Lo stesso è accaduto dal 14 al 16 gennaio. In quei primi giorni del 2023 si percepiva che non sarebbe stato solo "un buon anno ma anche l'anno buono". Ad arrestare Matteo Messina Denaro quel giorno davanti alla clinica della Maddalena, insieme a Pietra, c'era Turco (i nomi di battaglia di due militari). In ogni angolo della vie accanto c'erano gli altri uomini del Ros (Raggruppamento operativo speciale) e del Gis (Gruppo d'Intervento Speciale).
"Siamo scoppiati tutti a piangere – ha raccontato a Fanpage.it Turco -. L'emozione era tanta. Subito dopo aver abbracciato i miei colleghi, la prima chiamata che ho fatto è stata a mio padre". Turco ha raccontato la sua vita di sacrifici e ha spiegato cosa si prova ad aver arrestato l'uomo più ricercato d'Italia. Cosa si prova ad aver realizzato un sogno.

Consegna 1:
Elenca tutti i nomi di persona presenti nel testo sull'arresto, compresi i nomi di battaglia.
Consegna 2:
Nel testo sull'arresto, chi è stata la prima persona che Turco ha chiamato dopo aver abbracciato i colleghi?
Consegna 3:
Ricopia il passo del testo sull'arresto che va da "Lo stesso è" fino a "realizzato un sogno.".

Dati estratti:
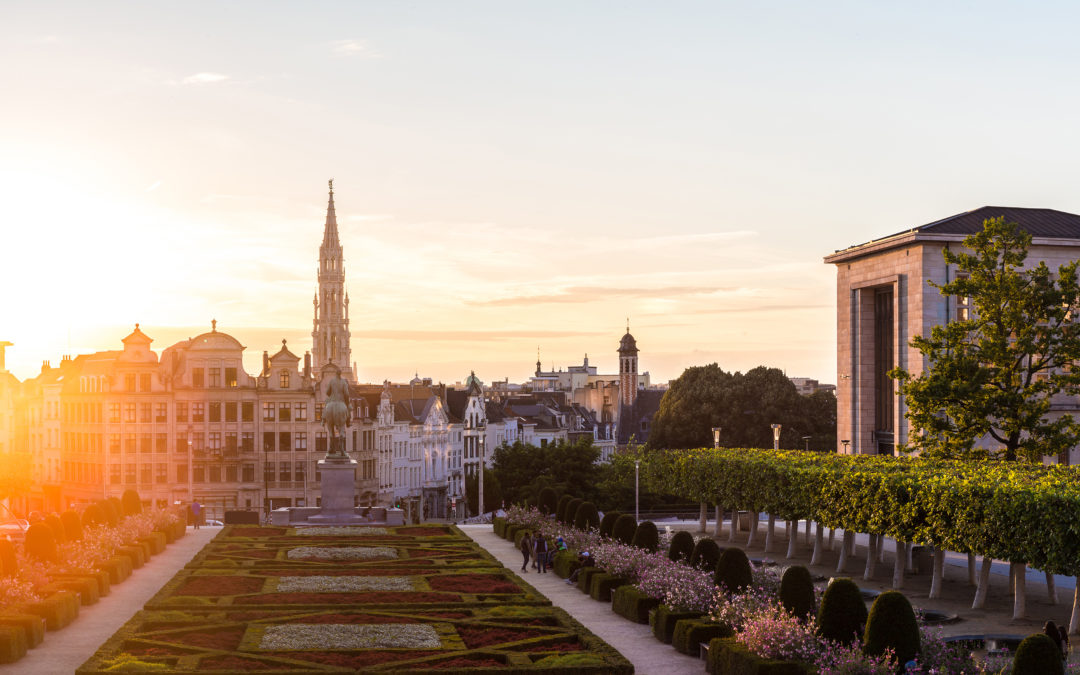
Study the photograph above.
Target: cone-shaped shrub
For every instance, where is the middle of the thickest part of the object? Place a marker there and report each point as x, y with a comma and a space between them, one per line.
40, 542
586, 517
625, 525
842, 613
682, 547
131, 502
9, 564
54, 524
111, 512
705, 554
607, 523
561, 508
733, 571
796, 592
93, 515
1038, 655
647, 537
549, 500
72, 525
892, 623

Spazio risposta 1:
Matteo Messina Denaro, Pietra, Turco

Spazio risposta 2:
Suo padre.

Spazio risposta 3:
Lo stesso è accaduto dal 14 al 16 gennaio. In quei primi giorni del 2023 si percepiva che non sarebbe stato solo "un buon anno ma anche l'anno buono". Ad arrestare Matteo Messina Denaro quel giorno davanti alla clinica della Maddalena, insieme a Pietra, c'era Turco (i nomi di battaglia di due militari). In ogni angolo della vie accanto c'erano gli altri uomini del Ros (Raggruppamento operativo speciale) e del Gis (Gruppo d'Intervento Speciale).
"Siamo scoppiati tutti a piangere – ha raccontato a Fanpage.it Turco -. L'emozione era tanta. Subito dopo aver abbracciato i miei colleghi, la prima chiamata che ho fatto è stata a mio padre". Turco ha raccontato la sua vita di sacrifici e ha spiegato cosa si prova ad aver arrestato l'uomo più ricercato d'Italia. Cosa si prova ad aver realizzato un sogno.